### Selection

Israeli authorities are also considering re-incarcerating those terrorists whom they swapped out for Gilad Shalit as a dis-incentive to use kidnapping as a way of freeing terrorists with blood on their hands. Naturally, the Israeli left-wing media has condemned such measures and ideas. The Israeli Cabinet also discussed the possibility of declaring “null and void the 2011 deal which freed a thousand convicted Palestinian terrorists, including murderers, in exchange for Gilad Shalit, the soldier Hamas held hostage for five years.”
But mainly, here is what Israel has done: Both Israelis and Jews have surrounded the families of the kidnapped boys with prayers, love, food, support, and continue to stand vigil with them.
And, in response to rockets from Gaza, the IAF destroyed terrorist weapons storage targets in Gaza.
Here’s what Mahmoud Abbas’s Fatah did: They froze the salaries of at least 40 Hamas members. Abbas et al are, perhaps, considering dismantling their unity pact with Hamas.
Here’s what Egypt has done: El Sisi’s Egypt assisting Israel in the search for the kidnapped boys. Egyptians are "destroying tunnels under its border with the Gaza Strip that could be used to smuggle them out." This was reported in Ha’aretz, but neither the Israelis or Egyptians would comment on this officially
Otherwise, the Arab media, both in English and Arabic, continue to refer to the Israeli captives as “settlers,” not as human beings or teenagers or civilians.
Here’s what the European Union (EU) has done: It remained absolutely silent for five days, but after PM Netanyahu “criticized” this, Chief European Foreign Policy Representative Catherine Ashton finally condemned the kidnapping. Please recall: Ashton was the diplomat who presided over the infamous Durban conference at which Jew-haters were allowed to run amuck in the name of “anti-racism.” However, she has still called upon both sides to play nicely—as if the Israeli civilian victims are morally equivalent to the Palestinian terrorists.
Here’s what the United States has done: Early on, American Secretary of State John Kerry condemned the kidnapping. President Obama has said nothing. It seems he might be considering an alliance with Iran against the Sunni Islamists in Iraq. One cannot make this up.

######

▶ _Tasks to complete_
• A. In the kidnapping article, how many Hamas members had their salaries frozen by Mahmoud Abbas's Fatah?
• B. In the kidnapping article, list every party whose actions are introduced by a sentence beginning "Here's what" or "here is what."
• C. Resume the kidnapping article after its final sentence.

### Recorded data

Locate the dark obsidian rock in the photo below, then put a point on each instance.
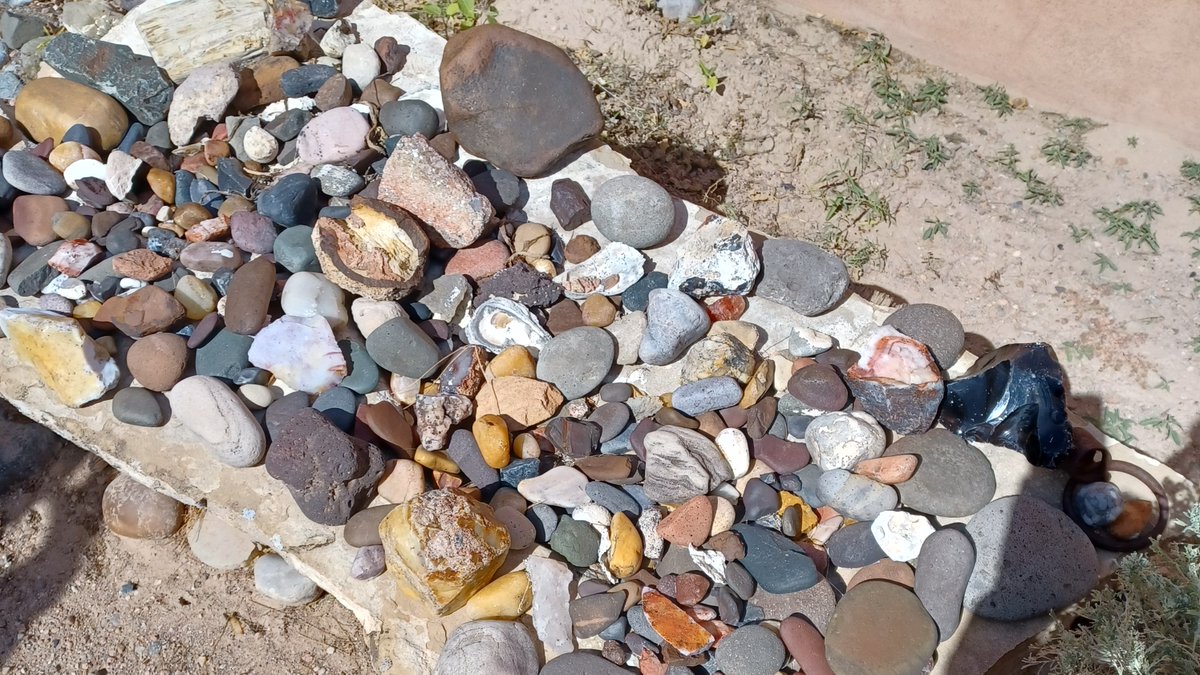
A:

######

▶ _Task results_
• A. At least 40.

• B. Israel; Mahmoud Abbas's Fatah; Egypt; the European Union (EU); the United States

• C.
For millennia, Jews have been persecuted, exploited, and massacred in every country in which they once lived in Europe, the Middle East, North Africa, and central Asia. Since the early twentieth century, Jews have been massacred and attacked in the Holy Land by Arabs and, from 1948 on, subsequently attacked by Arab armies and Arab-funded anti-Zionist propaganda. Palestinians and Islamist Jihadists also attacked Israeli and Jewish people and sites in North America, South America, Europe, the Middle East, India, Africa, and the Far East by bombing Jewish centers, stabbing and shooting Jews, blowing up synagogues, etc. That’s only the Sunni Muslims. Iran, a country run by Shiite Muslims, has been calling for a genocidal war against the Jewish state ever since Khomeini took over.
These facts are in evidence.
How, then, should the Jews and the Jewish state respond?
I have been reading a very informative book by Rabbi D.B. Ganz titled Uncommon Sense: Solutions to Modern Political and Social Challenges Based on Ancient Jewish Wisdom (The Talmud). In the Biblical ook of Samuel (the prophet), King Saul’s unilateral decision to “act with compassion when the cruelty of execution was appropriate, (later led to) a great deal of cruelty.”
Rabbi Ganz gives a number of examples to illustrate this problem but then goes further. In the Talmud (tractate Shavuos 39a), the question is raised as to whether the family of someone who sins (a robber, a rapist, an idol worshipper, etc.) is also responsible for those sins and/or should also be held morally or criminally liable.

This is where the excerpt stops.